__Work required__
Could you give the lines from the one containing "Every <instance> block presents" through the one containing "negative clicks: (252, 507) (228, 462)" again, changing every "rough mask" to "coarse mask" and leaving all else as it stands?

__Material to process__
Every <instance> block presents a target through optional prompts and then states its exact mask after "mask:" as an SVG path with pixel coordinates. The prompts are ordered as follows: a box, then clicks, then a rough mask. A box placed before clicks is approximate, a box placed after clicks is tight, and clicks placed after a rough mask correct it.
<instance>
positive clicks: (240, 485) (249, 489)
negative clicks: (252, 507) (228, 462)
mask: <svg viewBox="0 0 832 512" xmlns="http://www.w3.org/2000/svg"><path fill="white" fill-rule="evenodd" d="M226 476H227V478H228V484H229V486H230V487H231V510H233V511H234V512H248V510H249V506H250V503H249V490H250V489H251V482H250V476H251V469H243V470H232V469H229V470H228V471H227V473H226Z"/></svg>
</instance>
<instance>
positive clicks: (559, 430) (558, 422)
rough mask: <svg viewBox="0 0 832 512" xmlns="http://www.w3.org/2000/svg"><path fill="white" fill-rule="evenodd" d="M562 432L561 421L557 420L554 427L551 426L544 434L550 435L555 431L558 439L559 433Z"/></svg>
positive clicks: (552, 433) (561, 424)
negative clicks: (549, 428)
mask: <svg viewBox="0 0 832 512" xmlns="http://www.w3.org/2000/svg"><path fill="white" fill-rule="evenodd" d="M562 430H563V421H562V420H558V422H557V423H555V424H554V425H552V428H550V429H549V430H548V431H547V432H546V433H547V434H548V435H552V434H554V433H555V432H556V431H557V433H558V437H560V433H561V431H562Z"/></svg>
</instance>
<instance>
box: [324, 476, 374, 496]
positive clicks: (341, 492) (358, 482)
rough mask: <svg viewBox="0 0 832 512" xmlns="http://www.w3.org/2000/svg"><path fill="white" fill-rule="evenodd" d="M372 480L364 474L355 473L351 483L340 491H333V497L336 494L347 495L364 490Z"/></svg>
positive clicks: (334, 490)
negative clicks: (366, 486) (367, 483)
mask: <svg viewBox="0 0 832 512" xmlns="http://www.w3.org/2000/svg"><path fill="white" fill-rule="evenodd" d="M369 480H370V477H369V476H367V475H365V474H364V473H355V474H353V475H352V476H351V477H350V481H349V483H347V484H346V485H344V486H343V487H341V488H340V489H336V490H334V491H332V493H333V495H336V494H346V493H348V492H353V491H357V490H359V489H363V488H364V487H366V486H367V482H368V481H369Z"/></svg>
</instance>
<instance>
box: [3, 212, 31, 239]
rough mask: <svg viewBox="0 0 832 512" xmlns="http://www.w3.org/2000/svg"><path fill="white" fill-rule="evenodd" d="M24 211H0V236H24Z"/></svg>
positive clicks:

--

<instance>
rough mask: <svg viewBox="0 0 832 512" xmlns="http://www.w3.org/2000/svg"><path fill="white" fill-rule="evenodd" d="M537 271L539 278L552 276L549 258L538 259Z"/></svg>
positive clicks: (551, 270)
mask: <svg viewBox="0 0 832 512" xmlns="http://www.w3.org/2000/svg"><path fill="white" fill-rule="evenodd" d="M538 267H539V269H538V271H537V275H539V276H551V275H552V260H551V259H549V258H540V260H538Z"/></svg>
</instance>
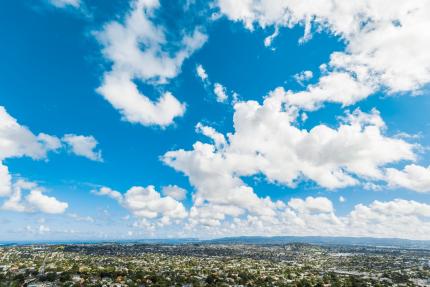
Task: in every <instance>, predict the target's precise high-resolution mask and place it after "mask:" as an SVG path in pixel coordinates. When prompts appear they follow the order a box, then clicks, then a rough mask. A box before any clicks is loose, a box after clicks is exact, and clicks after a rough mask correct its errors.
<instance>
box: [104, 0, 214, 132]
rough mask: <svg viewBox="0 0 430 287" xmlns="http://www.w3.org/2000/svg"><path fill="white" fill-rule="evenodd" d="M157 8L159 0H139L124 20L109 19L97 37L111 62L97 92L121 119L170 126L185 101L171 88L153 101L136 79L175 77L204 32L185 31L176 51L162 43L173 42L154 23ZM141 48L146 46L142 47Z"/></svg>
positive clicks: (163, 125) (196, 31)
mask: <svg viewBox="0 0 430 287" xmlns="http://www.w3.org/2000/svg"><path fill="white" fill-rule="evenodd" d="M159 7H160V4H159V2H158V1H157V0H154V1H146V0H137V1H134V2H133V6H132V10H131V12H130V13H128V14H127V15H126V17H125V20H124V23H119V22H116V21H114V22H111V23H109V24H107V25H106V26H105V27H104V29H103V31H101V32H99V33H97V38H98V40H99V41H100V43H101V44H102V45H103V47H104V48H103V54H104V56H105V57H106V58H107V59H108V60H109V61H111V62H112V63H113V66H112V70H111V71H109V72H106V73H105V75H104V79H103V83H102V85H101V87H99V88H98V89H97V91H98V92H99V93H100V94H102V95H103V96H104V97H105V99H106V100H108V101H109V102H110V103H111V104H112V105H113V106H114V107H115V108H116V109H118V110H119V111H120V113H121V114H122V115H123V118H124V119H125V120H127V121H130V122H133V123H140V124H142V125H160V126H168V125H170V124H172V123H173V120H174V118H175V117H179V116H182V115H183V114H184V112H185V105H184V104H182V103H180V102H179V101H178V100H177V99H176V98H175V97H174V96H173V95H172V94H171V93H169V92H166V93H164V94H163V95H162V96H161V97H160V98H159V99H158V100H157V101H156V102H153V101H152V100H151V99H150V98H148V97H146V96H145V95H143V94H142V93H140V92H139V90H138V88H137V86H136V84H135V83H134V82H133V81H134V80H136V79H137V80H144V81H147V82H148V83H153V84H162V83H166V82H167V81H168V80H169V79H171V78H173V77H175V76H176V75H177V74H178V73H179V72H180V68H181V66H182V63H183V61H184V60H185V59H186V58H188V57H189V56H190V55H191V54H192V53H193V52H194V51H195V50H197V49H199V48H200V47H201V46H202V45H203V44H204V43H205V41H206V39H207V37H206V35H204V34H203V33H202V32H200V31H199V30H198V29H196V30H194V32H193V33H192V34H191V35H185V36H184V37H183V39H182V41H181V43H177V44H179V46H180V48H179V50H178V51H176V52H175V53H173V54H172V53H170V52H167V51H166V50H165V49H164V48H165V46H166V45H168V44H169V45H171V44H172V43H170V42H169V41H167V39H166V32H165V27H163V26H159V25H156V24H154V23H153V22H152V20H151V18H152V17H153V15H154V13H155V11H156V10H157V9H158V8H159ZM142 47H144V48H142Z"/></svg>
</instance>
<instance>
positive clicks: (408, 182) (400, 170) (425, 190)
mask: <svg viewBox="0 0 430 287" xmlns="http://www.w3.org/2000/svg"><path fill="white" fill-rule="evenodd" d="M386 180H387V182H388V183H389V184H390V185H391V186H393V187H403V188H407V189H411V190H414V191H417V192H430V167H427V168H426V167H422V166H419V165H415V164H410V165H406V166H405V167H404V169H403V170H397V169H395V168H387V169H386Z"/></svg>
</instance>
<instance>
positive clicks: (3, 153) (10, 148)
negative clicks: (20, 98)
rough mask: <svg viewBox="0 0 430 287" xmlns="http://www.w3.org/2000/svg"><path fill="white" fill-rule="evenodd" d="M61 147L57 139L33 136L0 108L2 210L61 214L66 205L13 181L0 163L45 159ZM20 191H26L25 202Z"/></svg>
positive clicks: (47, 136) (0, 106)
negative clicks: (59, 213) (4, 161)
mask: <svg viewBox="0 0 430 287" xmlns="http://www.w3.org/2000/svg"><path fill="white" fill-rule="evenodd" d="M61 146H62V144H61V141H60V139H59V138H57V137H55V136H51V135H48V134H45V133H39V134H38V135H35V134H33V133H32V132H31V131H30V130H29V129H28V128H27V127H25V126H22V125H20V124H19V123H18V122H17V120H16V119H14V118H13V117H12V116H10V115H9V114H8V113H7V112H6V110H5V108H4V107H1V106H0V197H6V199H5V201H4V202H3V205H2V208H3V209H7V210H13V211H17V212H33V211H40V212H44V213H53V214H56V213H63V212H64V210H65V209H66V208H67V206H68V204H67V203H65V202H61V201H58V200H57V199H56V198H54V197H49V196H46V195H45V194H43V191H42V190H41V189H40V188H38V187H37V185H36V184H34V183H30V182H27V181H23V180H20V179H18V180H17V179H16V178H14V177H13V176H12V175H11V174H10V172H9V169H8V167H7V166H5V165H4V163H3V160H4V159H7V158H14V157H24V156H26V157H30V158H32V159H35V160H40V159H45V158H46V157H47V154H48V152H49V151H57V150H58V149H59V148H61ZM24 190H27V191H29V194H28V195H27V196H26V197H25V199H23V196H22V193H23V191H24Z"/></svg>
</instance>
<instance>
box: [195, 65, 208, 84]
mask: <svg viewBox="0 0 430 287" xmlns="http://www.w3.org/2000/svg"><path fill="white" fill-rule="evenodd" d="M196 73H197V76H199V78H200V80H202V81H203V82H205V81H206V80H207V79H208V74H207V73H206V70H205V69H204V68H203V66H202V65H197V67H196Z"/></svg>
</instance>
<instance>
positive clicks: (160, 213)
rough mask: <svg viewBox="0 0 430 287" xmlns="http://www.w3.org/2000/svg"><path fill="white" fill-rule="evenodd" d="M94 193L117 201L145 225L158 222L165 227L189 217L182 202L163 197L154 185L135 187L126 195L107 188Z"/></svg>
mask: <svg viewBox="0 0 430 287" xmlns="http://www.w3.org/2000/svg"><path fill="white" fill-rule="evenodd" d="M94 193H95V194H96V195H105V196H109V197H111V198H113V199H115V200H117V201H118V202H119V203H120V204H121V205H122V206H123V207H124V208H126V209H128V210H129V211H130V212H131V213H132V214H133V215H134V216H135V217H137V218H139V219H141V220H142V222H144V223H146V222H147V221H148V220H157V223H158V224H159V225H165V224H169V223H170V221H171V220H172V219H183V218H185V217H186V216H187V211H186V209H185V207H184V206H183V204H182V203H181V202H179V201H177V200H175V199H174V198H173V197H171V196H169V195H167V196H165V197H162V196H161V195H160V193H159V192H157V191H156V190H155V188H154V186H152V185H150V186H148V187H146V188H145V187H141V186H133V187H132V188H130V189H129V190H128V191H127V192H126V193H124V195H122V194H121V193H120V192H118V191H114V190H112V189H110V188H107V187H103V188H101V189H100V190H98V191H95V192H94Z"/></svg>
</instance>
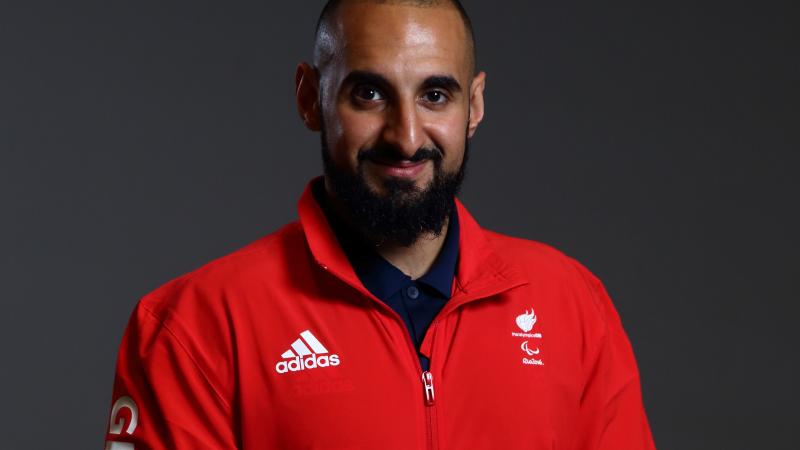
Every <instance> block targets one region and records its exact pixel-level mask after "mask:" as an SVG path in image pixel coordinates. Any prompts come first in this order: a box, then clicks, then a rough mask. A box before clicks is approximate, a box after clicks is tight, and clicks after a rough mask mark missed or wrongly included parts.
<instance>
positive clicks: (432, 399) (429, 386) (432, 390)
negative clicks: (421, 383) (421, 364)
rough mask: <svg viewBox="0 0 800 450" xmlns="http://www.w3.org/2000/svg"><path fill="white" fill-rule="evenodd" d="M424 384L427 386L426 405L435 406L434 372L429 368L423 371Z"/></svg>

__Response below__
Every <instance> block presents a target through optional prompts and then states its exact mask after "mask:" as an SVG path with pixel coordinates. The prompts are ordered as follows: a box, then clicks, then a coarse mask. A box placed before clicks is approximate, a box placed after clicks is tight, and clicks placed after a coarse mask correct it.
<instance>
positive clicks: (240, 485) (249, 489)
negative clicks: (252, 507) (228, 462)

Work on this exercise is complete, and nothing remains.